• **Given task**:
Recast the data from the line containing "[segment] coastal headland" through the line containing "POLYGON ((103 52, 92" as a Markdown table with the columns Row and Content, giving each nonblank line its own numbered row.

[START]

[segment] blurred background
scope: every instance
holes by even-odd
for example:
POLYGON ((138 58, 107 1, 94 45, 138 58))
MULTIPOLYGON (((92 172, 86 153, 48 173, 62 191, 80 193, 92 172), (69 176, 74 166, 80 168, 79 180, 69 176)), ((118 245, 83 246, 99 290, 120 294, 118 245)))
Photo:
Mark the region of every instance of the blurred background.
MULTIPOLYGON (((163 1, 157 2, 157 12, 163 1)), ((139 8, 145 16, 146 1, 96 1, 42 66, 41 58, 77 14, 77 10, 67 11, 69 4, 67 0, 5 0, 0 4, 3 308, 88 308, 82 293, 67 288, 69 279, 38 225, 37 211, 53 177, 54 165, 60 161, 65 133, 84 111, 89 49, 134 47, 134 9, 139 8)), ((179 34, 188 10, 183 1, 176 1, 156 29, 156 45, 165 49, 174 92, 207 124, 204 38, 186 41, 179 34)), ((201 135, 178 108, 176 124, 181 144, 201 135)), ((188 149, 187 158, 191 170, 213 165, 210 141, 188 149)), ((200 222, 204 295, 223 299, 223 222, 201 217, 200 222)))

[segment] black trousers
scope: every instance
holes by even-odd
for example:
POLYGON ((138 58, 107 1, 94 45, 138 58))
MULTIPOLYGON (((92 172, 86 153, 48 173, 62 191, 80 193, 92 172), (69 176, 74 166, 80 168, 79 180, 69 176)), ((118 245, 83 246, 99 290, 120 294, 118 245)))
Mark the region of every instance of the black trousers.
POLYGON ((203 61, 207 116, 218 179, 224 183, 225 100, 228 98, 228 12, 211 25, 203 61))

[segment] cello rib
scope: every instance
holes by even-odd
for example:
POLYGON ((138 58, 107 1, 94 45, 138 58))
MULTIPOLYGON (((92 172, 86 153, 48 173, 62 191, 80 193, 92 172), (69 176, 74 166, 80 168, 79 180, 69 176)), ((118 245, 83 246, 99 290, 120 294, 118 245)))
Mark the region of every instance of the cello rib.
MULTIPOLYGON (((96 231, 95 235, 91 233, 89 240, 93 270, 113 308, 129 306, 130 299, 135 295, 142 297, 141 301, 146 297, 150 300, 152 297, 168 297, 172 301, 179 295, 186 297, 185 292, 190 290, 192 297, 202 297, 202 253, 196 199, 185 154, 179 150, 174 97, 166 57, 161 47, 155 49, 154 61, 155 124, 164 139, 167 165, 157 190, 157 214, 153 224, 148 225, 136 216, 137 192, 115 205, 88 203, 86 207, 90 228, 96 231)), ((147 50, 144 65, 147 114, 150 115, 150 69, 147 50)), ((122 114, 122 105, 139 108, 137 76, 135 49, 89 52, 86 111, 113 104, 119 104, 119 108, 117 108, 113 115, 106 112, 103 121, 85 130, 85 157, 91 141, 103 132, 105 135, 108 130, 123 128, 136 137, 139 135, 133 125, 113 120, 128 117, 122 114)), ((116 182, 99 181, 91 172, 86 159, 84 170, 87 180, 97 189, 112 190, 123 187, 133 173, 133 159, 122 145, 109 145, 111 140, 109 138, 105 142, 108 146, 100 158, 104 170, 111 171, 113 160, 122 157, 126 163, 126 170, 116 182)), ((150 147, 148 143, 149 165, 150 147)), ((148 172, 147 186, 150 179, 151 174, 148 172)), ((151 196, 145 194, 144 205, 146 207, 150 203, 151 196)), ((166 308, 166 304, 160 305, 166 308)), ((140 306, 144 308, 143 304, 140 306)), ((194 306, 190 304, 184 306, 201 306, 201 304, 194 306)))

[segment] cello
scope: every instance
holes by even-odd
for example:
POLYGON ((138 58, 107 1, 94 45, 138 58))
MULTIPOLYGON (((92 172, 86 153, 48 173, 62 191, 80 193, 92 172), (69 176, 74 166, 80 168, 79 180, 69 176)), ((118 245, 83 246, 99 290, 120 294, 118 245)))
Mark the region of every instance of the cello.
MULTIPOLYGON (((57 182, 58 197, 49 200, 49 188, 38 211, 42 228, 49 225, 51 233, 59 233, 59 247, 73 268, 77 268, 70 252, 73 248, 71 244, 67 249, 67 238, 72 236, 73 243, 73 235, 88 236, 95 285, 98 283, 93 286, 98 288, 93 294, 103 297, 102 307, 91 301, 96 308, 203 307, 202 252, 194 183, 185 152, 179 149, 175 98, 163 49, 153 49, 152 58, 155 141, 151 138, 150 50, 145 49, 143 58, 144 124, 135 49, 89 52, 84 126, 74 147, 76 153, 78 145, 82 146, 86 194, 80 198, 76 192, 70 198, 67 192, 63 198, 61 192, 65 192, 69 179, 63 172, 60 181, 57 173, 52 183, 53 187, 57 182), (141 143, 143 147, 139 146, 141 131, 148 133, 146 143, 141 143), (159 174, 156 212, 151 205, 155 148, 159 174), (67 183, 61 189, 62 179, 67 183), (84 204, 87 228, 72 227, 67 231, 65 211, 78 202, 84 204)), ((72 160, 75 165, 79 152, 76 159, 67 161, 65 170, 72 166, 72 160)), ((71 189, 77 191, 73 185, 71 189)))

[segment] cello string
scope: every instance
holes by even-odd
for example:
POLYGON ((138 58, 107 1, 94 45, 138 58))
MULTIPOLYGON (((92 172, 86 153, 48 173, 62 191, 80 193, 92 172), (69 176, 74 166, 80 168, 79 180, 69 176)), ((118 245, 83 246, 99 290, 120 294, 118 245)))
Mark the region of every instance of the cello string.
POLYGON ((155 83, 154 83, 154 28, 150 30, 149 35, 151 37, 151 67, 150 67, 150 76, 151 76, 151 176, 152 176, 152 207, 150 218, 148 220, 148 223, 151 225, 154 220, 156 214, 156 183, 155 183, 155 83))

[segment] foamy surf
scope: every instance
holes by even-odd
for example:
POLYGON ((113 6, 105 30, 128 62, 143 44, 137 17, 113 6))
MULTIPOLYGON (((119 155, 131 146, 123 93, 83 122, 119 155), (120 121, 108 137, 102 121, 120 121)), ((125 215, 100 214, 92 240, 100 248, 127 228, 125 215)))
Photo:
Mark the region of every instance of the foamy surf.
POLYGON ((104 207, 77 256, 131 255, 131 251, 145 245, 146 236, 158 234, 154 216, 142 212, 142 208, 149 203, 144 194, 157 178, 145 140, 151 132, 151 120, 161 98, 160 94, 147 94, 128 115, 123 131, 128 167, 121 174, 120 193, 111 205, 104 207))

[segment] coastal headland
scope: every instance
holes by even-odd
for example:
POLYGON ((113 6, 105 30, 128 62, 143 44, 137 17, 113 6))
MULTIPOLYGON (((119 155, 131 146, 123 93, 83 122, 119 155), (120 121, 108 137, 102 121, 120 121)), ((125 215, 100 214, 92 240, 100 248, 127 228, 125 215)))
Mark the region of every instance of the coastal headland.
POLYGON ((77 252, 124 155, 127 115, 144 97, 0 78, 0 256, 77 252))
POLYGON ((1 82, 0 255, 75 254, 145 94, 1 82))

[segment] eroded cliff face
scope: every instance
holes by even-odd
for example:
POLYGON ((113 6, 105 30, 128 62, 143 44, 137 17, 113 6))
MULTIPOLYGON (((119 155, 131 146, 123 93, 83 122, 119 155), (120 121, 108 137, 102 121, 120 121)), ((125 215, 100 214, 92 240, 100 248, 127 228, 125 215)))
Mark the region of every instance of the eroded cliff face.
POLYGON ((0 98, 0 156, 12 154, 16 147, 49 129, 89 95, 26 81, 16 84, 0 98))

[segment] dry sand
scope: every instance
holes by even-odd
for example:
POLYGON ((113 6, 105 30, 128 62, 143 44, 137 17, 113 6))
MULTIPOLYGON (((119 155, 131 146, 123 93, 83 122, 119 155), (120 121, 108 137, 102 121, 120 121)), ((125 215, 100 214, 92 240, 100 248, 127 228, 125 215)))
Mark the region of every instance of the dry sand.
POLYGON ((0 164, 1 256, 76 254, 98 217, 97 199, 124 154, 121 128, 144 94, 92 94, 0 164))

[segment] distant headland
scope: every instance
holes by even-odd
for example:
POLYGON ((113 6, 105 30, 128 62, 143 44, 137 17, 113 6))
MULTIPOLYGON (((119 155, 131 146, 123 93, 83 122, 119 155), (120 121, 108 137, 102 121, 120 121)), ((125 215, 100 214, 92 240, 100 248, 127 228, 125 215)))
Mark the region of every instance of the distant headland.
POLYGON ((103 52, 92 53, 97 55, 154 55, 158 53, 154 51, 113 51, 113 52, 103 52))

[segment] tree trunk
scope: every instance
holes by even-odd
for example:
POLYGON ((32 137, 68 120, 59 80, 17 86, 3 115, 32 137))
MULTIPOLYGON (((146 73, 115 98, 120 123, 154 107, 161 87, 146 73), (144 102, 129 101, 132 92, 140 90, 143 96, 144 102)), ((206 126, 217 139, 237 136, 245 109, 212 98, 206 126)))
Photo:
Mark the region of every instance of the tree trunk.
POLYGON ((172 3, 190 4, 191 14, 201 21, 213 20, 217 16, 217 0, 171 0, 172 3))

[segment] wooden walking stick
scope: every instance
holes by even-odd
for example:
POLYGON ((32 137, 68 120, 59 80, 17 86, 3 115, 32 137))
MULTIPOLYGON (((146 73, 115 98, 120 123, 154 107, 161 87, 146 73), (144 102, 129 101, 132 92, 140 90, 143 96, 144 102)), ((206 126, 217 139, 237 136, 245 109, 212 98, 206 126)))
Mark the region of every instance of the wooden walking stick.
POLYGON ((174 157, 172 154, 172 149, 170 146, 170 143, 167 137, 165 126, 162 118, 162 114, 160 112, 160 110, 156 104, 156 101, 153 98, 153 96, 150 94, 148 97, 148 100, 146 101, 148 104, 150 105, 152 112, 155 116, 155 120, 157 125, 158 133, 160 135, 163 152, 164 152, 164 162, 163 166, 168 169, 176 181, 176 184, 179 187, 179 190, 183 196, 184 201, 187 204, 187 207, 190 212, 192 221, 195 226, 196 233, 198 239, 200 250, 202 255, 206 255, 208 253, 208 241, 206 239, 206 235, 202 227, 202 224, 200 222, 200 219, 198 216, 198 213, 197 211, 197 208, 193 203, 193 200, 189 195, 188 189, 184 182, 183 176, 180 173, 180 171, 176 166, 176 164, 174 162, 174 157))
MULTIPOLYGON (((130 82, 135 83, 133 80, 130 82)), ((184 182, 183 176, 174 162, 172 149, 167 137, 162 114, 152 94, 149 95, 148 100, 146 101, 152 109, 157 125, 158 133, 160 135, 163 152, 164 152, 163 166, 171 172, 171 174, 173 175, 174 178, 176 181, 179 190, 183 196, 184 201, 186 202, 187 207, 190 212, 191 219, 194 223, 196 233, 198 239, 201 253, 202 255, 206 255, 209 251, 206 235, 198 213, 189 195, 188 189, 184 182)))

[END]

• **Full answer**:
| Row | Content |
|---|---|
| 1 | [segment] coastal headland |
| 2 | scope: every instance |
| 3 | holes by even-odd |
| 4 | for example: |
| 5 | POLYGON ((113 6, 105 30, 128 62, 143 44, 137 17, 113 6)) |
| 6 | MULTIPOLYGON (((119 155, 131 146, 123 93, 83 122, 119 155), (120 121, 108 137, 102 121, 120 121)), ((125 215, 100 214, 92 240, 100 248, 127 228, 125 215))) |
| 7 | Mark the region of every instance of the coastal headland. |
| 8 | POLYGON ((77 252, 124 155, 127 115, 144 97, 0 78, 0 256, 77 252)) |
| 9 | POLYGON ((1 82, 0 255, 75 254, 145 94, 1 82)) |
| 10 | [segment] eroded cliff face |
| 11 | scope: every instance |
| 12 | holes by even-odd |
| 13 | for example: |
| 14 | POLYGON ((113 6, 105 30, 128 62, 143 44, 137 17, 113 6)) |
| 15 | MULTIPOLYGON (((119 155, 131 146, 123 93, 83 122, 119 155), (120 121, 108 137, 102 121, 120 121)), ((125 215, 100 214, 92 240, 100 248, 127 228, 125 215))) |
| 16 | Mark the region of every instance of the eroded cliff face. |
| 17 | POLYGON ((0 98, 0 156, 12 154, 16 147, 49 129, 89 95, 26 81, 16 84, 0 98)) |
| 18 | [segment] dry sand |
| 19 | scope: every instance |
| 20 | holes by even-odd |
| 21 | for example: |
| 22 | POLYGON ((113 6, 105 30, 128 62, 143 44, 137 17, 113 6)) |
| 23 | MULTIPOLYGON (((119 155, 131 146, 123 93, 83 122, 119 155), (120 121, 108 137, 102 121, 120 121)), ((125 215, 100 214, 92 240, 100 248, 127 228, 125 215))) |
| 24 | Mark the region of every instance of the dry sand. |
| 25 | POLYGON ((0 164, 1 256, 76 254, 98 217, 97 199, 124 154, 121 128, 144 94, 92 94, 0 164)) |
| 26 | [segment] distant headland |
| 27 | scope: every instance |
| 28 | holes by even-odd |
| 29 | for example: |
| 30 | POLYGON ((113 6, 105 30, 128 62, 143 44, 137 17, 113 6)) |
| 31 | MULTIPOLYGON (((119 155, 131 146, 123 93, 83 122, 119 155), (120 121, 108 137, 102 121, 120 121)), ((125 215, 100 214, 92 240, 100 248, 127 228, 125 215))) |
| 32 | Mark the region of every instance of the distant headland. |
| 33 | POLYGON ((103 52, 92 53, 97 55, 154 55, 158 53, 154 51, 113 51, 113 52, 103 52)) |